*READING PASSAGE*:
------------------------------------------------
After the initial model has been loaded, you can make various changes to it before starting the evolution. Here are some of the more common things you might want to do.

change_net and new_net_name: If ‘change_net’ is true, then the nuclear burning network for the model will be changed to the net specified by ‘new_net_name’.

change_y and new_y: changes only the abundances of hydrogen and helium to give the requested helium abundance while leaving metallicity unchanged.

change_z and new_z: changes the abundances of metals while keeping the relative ratios of hydrogen and helium the same at each point.

change_initial_z and new_z: like the change_z operation, but it is only done at the start of a run, not on restarts (i.e, it happens when you do ./rn, but not when you do ./re).

change_v_flag and new_v_flag: These controls let you determine whether or not a velocity variable is included in the evolution. If v_flag is false, the code does the usual quasi-hydrostatic evolution. If v_flag is true, each point gets a velocity variable and the momentum equation gets an added term for acceleration giving hydrodynamic evolution. If the ‘change_v_flag’ control is true, then v_flag is set to the value of the ‘new_v_flag’ parameter.

the ‘controls’ namelist

The second namelist in the inlist file is for MESA star and the modules that it calls. There are lots of parameters! But to get started, you only need a few of them.

The controls are divided into the following sections:

starting specifications
controls for output
when to stop
output of photos, logs, and profiles
mixing parameters
atmosphere
mass gain or loss
composition of accreted material
mesh adjustment
nuclear reactions
element diffusion
opacity
newton solver
timesteps
miscellaneous

Here are a few details to give you the idea. Note: the information here is for illustration only—for the “truth”, see

mesa/star/defaults/controls.defaults.

initial_mass: in Msun units. If you’re running with create_pre_main_sequence set true, then you can try anything you’d like for initial_mass; it might work or it might not. Try it and see. If your’re running with that flag set false, then the system will try to create a ZAMS model from pre-built models. The lowest mass for prebuilt models is currently 0.085 Msun, but you can probably get away with somewhat smaller values for initial_mass. At the high mass end, the current upper limit is around 25 Msun or so. If you request a ZAMS initial_mass that’s larger than the system thinks it can deal with, it will give you an error message and stop. If you want to do a mass that the system rejects because of limits in it’s pre-built ZAMS models, you can always set the create_pre_main_sequence flag true and try to create a starting model that way.

initial_z: There are pre-built zams models in the directory mesa/data/star_data/zams_models. There are files for various initial Z’s (NOTE: at present there is only Z=0.02, but we can add more if there is interest from users!) If you are loading a zams model, then initial_z must match one of the prebuilt values.
------------------------------------------------
*EXTRACTED MATERIAL*:

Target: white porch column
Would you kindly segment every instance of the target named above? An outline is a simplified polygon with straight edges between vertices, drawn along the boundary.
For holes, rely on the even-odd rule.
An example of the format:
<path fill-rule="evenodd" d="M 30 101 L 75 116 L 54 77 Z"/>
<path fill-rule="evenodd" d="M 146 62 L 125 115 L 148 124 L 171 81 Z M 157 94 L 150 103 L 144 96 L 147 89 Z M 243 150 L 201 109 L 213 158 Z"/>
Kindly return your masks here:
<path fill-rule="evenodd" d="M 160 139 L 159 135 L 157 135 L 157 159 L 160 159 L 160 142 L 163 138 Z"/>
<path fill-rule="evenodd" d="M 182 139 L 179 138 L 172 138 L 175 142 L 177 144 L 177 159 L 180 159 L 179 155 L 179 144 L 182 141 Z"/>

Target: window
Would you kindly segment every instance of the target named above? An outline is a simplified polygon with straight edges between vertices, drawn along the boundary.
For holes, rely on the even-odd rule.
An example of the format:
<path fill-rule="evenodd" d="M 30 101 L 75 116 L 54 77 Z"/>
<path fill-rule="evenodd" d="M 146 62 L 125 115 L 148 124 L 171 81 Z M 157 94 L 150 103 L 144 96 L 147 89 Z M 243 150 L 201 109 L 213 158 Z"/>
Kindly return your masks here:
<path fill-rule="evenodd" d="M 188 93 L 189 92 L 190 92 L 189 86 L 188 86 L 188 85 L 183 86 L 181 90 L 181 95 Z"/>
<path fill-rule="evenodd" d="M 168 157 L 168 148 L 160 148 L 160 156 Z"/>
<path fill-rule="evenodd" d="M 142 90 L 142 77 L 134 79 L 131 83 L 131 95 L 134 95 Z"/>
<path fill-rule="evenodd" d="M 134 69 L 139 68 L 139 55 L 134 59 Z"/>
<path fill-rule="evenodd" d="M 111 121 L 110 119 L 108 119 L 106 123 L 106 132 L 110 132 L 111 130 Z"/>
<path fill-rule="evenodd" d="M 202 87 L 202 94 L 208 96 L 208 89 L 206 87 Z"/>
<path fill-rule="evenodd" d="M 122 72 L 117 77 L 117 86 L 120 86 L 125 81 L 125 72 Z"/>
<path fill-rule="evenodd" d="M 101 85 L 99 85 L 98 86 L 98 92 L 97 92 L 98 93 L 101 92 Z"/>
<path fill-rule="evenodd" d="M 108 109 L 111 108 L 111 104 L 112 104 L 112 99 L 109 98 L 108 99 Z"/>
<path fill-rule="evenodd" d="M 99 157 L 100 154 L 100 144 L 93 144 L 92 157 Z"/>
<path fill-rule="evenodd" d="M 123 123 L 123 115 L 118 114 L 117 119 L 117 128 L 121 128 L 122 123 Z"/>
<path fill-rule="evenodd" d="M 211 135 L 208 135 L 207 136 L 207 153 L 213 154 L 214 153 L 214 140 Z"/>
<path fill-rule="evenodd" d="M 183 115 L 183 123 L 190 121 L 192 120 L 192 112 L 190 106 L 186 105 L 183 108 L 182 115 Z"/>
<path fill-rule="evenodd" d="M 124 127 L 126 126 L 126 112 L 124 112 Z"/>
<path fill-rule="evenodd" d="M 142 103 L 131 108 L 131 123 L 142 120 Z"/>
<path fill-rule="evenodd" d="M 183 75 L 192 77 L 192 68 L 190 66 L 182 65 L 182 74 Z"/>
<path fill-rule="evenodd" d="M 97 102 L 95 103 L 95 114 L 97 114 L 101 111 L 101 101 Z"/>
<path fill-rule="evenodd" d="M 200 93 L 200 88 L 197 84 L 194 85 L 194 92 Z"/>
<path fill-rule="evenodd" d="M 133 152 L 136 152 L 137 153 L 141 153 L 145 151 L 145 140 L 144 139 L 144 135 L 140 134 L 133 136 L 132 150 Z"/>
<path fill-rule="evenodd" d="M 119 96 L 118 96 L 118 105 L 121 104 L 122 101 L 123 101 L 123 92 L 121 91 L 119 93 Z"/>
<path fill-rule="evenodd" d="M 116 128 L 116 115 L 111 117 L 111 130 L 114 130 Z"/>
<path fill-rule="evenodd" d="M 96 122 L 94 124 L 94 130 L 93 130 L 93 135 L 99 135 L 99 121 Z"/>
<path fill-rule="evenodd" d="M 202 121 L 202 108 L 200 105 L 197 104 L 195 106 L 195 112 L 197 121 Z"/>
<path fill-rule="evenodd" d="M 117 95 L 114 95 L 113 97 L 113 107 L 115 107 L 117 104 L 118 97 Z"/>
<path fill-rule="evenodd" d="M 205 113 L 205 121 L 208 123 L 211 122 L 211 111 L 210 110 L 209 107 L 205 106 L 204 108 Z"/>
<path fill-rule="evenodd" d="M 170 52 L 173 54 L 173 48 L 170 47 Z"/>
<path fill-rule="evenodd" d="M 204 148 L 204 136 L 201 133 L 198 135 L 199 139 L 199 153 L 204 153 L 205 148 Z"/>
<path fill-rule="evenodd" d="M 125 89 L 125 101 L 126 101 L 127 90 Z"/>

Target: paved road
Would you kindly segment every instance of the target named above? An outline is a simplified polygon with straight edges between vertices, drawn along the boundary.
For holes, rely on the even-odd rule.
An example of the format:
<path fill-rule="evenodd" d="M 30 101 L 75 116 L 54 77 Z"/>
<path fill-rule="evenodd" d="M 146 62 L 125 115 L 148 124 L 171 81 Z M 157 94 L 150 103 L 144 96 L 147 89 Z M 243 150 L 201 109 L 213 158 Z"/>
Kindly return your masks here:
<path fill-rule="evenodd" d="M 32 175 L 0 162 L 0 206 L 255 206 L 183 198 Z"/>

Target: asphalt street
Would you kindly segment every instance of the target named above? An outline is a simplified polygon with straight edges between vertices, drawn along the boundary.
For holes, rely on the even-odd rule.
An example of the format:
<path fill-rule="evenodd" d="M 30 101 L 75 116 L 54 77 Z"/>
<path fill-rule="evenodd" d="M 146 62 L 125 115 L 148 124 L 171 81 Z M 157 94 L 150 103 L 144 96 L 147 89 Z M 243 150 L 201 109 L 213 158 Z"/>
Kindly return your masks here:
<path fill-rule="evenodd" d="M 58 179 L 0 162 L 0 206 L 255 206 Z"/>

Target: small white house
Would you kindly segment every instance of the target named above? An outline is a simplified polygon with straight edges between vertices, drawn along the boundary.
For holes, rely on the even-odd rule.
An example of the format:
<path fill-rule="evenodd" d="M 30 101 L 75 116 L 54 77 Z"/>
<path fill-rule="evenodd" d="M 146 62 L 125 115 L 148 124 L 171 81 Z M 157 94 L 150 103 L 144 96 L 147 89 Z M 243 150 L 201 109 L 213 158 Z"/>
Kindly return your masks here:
------------------------------------------------
*OBJECTIVE*:
Transcribe the part of the MESA setup text between "change_v_flag and new_v_flag: These" and "few of them.", inclusive.

*RESPONSE*:
change_v_flag and new_v_flag: These controls let you determine whether or not a velocity variable is included in the evolution. If v_flag is false, the code does the usual quasi-hydrostatic evolution. If v_flag is true, each point gets a velocity variable and the momentum equation gets an added term for acceleration giving hydrodynamic evolution. If the ‘change_v_flag’ control is true, then v_flag is set to the value of the ‘new_v_flag’ parameter.

the ‘controls’ namelist

The second namelist in the inlist file is for MESA star and the modules that it calls. There are lots of parameters! But to get started, you only need a few of them.